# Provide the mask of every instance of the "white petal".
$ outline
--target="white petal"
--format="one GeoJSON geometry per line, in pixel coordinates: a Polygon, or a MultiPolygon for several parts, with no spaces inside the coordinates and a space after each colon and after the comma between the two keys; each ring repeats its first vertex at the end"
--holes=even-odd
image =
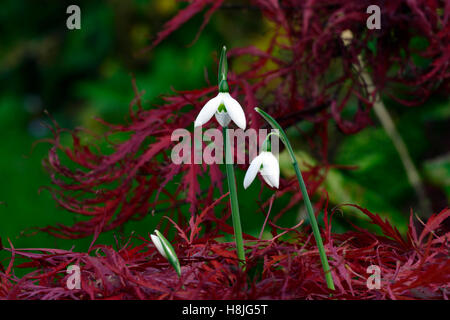
{"type": "Polygon", "coordinates": [[[223,104],[225,105],[225,108],[227,109],[227,112],[230,115],[231,120],[233,120],[233,122],[236,123],[236,125],[239,128],[245,130],[246,126],[245,114],[239,102],[234,100],[233,97],[230,96],[228,92],[224,93],[221,92],[219,94],[223,95],[223,104]]]}
{"type": "Polygon", "coordinates": [[[269,180],[269,178],[268,178],[267,175],[263,175],[263,174],[261,173],[261,177],[263,177],[264,181],[269,185],[269,187],[273,188],[272,181],[269,180]]]}
{"type": "Polygon", "coordinates": [[[208,122],[214,113],[216,113],[217,109],[219,108],[219,105],[222,103],[222,96],[220,96],[220,93],[209,100],[200,110],[197,119],[195,119],[194,127],[200,127],[204,125],[206,122],[208,122]]]}
{"type": "Polygon", "coordinates": [[[228,112],[216,112],[216,120],[222,126],[226,127],[230,124],[231,118],[228,112]]]}
{"type": "Polygon", "coordinates": [[[262,159],[261,175],[266,183],[274,188],[278,189],[280,184],[280,166],[277,158],[271,152],[261,152],[260,157],[262,159]]]}
{"type": "Polygon", "coordinates": [[[167,255],[166,252],[164,251],[164,248],[162,246],[161,240],[159,240],[159,238],[157,236],[155,236],[154,234],[151,234],[150,237],[152,238],[153,244],[155,245],[156,249],[158,250],[158,252],[167,259],[167,255]]]}
{"type": "Polygon", "coordinates": [[[247,169],[244,177],[244,188],[247,189],[248,186],[255,180],[259,169],[261,168],[262,159],[261,156],[255,157],[255,159],[250,162],[250,166],[247,169]]]}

━━━━━━━━

● **Objective**: Which lines of the material above contain the string "white"? Find and copy each of those lines, and treat uppercase and lowercase as different.

● **Exercise response**:
# Provide the mask of every instance of the "white petal".
--target="white petal"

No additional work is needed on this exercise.